** RECORDS SUPPLIED follows **

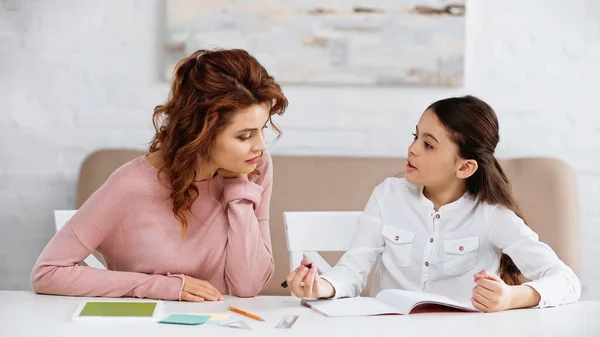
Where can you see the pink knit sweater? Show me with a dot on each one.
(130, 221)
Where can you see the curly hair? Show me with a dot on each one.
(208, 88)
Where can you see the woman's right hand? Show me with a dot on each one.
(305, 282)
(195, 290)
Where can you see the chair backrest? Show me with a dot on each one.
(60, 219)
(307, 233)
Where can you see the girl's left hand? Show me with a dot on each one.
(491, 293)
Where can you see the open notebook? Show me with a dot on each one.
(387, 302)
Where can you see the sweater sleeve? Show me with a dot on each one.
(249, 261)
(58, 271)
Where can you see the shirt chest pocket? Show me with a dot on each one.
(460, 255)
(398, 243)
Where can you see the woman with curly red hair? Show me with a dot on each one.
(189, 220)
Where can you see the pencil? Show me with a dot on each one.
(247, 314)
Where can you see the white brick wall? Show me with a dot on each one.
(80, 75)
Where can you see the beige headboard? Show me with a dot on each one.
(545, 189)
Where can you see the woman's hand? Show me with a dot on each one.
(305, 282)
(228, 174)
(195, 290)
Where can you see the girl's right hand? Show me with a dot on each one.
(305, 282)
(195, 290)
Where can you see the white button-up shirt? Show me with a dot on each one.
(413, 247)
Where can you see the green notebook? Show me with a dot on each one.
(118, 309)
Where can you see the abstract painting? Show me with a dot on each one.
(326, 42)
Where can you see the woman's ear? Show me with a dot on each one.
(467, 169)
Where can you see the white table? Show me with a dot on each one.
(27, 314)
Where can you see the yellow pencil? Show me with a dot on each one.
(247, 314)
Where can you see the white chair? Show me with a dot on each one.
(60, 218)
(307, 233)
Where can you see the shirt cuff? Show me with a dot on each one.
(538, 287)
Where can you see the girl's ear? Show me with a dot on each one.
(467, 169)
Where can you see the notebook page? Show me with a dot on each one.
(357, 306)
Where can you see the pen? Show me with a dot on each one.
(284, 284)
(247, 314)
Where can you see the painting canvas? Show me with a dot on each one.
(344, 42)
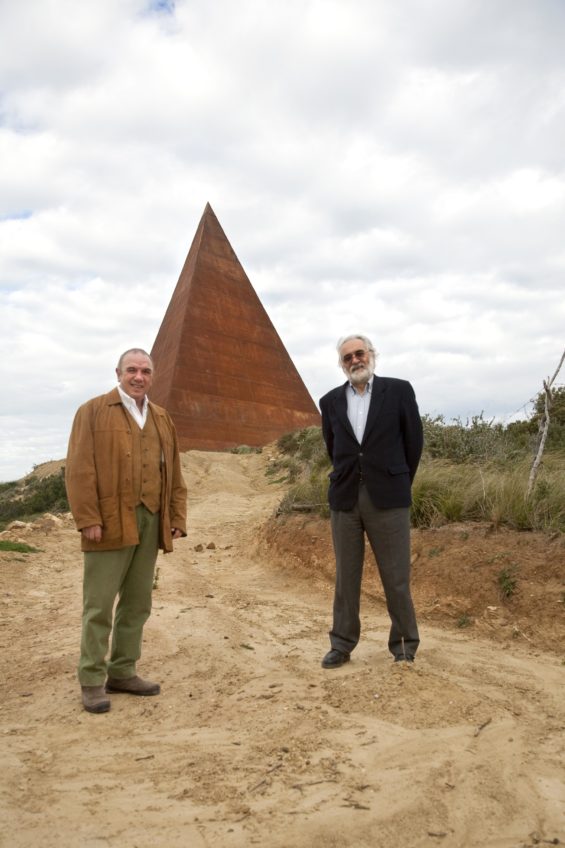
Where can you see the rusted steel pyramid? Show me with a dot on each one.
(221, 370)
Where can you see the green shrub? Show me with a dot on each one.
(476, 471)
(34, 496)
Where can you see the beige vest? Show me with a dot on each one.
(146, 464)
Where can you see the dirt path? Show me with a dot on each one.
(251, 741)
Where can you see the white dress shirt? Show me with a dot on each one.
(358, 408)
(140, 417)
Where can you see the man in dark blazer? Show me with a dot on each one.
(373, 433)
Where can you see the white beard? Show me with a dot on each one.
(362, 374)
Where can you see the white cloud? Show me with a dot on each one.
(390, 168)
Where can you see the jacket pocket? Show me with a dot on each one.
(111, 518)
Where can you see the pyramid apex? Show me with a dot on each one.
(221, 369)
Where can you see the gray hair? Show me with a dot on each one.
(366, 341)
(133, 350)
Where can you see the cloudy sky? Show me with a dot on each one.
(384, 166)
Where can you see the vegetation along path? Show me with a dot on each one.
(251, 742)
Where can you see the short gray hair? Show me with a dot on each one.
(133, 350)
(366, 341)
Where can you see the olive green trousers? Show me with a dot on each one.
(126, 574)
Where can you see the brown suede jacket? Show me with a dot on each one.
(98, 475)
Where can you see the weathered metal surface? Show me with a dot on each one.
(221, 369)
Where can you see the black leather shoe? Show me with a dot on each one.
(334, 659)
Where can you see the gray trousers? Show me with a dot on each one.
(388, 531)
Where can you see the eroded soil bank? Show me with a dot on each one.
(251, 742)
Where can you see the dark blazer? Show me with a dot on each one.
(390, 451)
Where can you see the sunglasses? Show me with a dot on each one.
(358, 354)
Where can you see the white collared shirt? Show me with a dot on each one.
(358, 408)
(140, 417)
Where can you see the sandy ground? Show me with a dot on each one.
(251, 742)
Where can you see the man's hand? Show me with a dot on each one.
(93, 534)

** End of RECORDS SUPPLIED **

Copy out the data above exactly, except the pictures.

Where can you see the pink knit sweater? Show me with a dot on each one.
(130, 221)
Where can you see the curly hair? Show me with a dot on each one.
(208, 88)
Where can you see the woman's right hand? Show me with a dot on each one.
(305, 282)
(195, 290)
Where can you see the chair backrest? Show me with a dot on each one.
(60, 219)
(307, 233)
Where can you see the girl's left hand? Show me with a dot on each one.
(491, 293)
Where can you see the open notebook? Show me with a dot on each one.
(387, 302)
Where can you see the sweater sleeve? Show me with a dot on each one.
(249, 261)
(58, 271)
Where can you see the shirt chest pocket? Show me with a dot on each one.
(460, 255)
(398, 243)
Where can you see the woman with curly red hair? Show me with a dot on each one.
(189, 220)
Where can you see the pencil? Show me with a dot on each one.
(247, 314)
Where can you see the white brick wall? Show me with a dot on each one.
(80, 75)
Where can you see the beige headboard? Show me with a dot on each one.
(545, 189)
Where can you see the woman's hand? Show me with a dot on each one.
(305, 282)
(228, 174)
(195, 290)
Where can you see the girl's right hand? Show me with a dot on each one.
(305, 282)
(195, 290)
Where can you see the white button-up shirt? Show me with a dot on each one.
(413, 247)
Where can you see the green notebook? Show me with a dot on each one.
(118, 309)
Where can you see the abstract painting? Show me with a dot on each one.
(326, 42)
Where can you see the woman's ear? Show me with a dot on each one.
(467, 169)
Where can you see the white table? Show me with a dot on each one.
(27, 314)
Where can you see the yellow pencil? Show me with a dot on each one.
(247, 314)
Where can you see the white chair? Show me with a dot on each one.
(60, 218)
(307, 233)
Where can you see the shirt cuff? Show me with a dot on each one.
(538, 287)
Where can you see the girl's ear? Show me with a dot on each one.
(467, 169)
Where can you see the notebook page? Show me with a dot on each one.
(357, 306)
Where can you see the pen? Show me with a dot on each one.
(284, 284)
(247, 314)
Where can you see the painting canvas? Show me with a dot on each one.
(344, 42)
Where can you see the rusted steel pyramid? Show me with a dot on each one.
(221, 370)
Where can you see the green shrub? Show me with a dot on each one.
(476, 471)
(34, 496)
Where can you see the beige vest? Show me with a dot on each one.
(146, 464)
Where can you see the dirt path? Show me with a dot on each one.
(251, 741)
Where can you see the white dress shirt? Show me with a dot on each one.
(358, 408)
(140, 417)
Where can you see the man in dark blazer? Show me with a dot on each one.
(373, 433)
Where can you see the white beard? Show me with a dot on each one.
(362, 374)
Where can you see the white cloud? Show me with a dot on each one.
(390, 168)
Where can you see the jacket pocket? Show me with a dot on each one.
(111, 518)
Where can you see the pyramid apex? Show me with a dot on each one.
(221, 369)
Where can you see the gray hair? Show me with a dot on each one.
(366, 341)
(133, 350)
Where can you see the cloudy sky? Show me with a dot on each one.
(384, 166)
Where can you see the vegetation along path? Show me with a dot on each one.
(251, 742)
Where can you see the short gray hair? Show me with a dot on each one.
(133, 350)
(366, 341)
Where can you see the olive green trousers? Show me with a dot on each one.
(126, 574)
Where can you see the brown suede jacket? Show me with a dot on each one.
(98, 475)
Where can you see the weathered metal surface? Show me with a dot on each one.
(221, 369)
Where can you see the black leather shoe? Show me with a dot on each one.
(334, 659)
Where can you see the gray trousers? Show me with a dot on each one.
(388, 531)
Where can you see the eroded soil bank? Show me with a dot on each one.
(251, 742)
Where can you see the dark blazer? Show me with a dot on each one.
(390, 451)
Where can you see the sunglasses? Show me with a dot on each one.
(358, 354)
Where can you see the white collared shirt? Show me with a dot on each one.
(358, 408)
(140, 417)
Where can you see the sandy ground? Show me with a dot on each one.
(251, 742)
Where can you see the man's hand? Show me with a dot on each one.
(93, 534)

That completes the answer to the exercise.